Pull out every line from the entries below that contains the string "bark", and copy each such line unchanged. Matching is case-sensitive.

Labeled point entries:
______________________________
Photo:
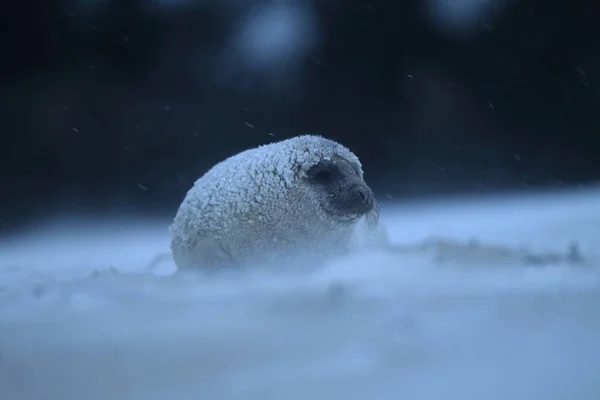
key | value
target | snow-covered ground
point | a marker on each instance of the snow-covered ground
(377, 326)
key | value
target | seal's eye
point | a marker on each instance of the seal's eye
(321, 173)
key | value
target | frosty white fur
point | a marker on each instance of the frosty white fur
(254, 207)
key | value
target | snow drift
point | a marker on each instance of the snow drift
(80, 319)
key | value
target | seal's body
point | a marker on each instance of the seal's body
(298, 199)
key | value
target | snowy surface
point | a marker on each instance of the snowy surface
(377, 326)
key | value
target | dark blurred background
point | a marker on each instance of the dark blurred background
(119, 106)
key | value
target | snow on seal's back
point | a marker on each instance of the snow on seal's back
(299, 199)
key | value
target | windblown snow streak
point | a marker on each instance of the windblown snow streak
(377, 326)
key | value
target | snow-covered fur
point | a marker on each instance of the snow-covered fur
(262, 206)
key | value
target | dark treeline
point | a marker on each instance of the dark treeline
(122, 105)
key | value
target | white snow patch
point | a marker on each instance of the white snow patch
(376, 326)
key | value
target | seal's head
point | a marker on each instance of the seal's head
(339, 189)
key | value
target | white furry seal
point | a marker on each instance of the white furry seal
______________________________
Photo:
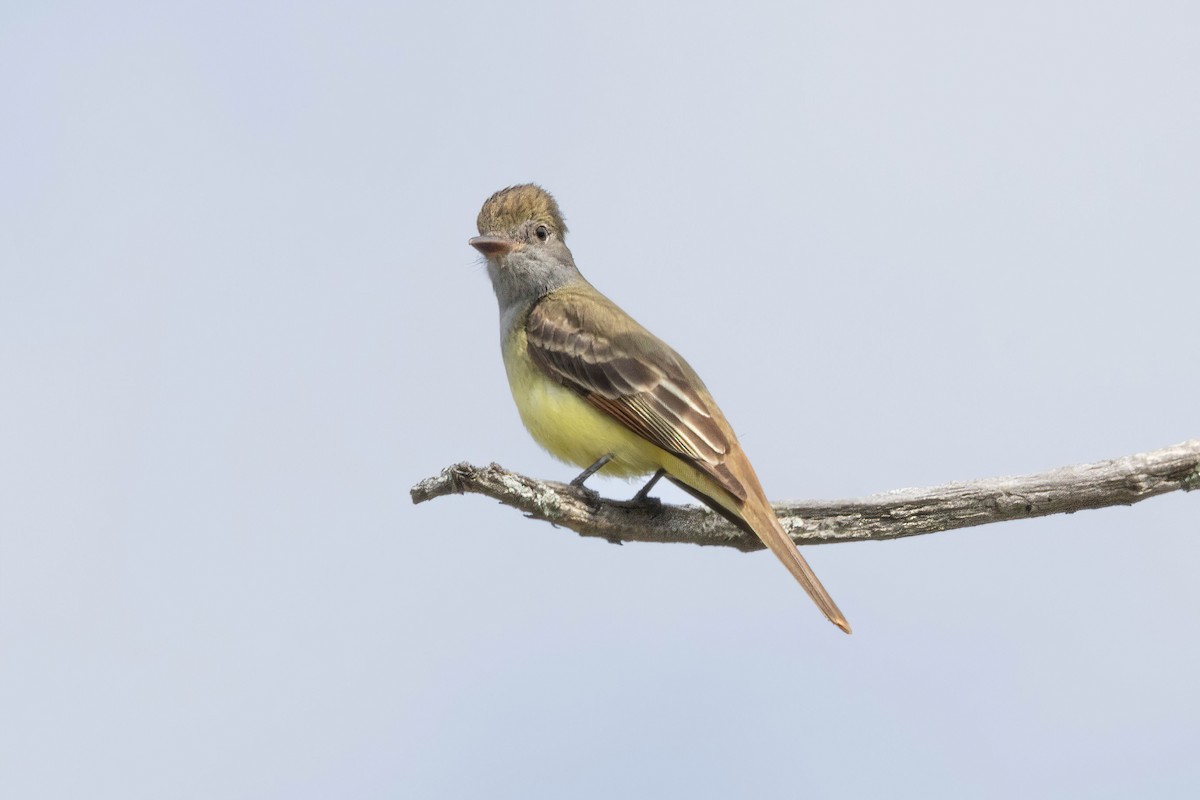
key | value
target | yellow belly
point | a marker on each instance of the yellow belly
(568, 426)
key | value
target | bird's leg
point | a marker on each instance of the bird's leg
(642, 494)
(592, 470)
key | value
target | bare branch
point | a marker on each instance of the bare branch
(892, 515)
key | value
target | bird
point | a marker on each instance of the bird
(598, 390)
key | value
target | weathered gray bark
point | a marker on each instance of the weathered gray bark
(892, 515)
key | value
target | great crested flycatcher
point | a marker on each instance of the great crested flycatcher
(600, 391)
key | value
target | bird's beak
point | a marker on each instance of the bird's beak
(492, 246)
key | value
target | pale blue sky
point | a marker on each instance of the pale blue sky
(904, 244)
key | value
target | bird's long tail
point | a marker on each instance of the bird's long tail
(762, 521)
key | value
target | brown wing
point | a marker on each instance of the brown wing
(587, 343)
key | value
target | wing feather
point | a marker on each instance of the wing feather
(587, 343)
______________________________
_EXERCISE RESPONSE_
target | weathered gray bark
point | a marker on each instance of the weathered gray bark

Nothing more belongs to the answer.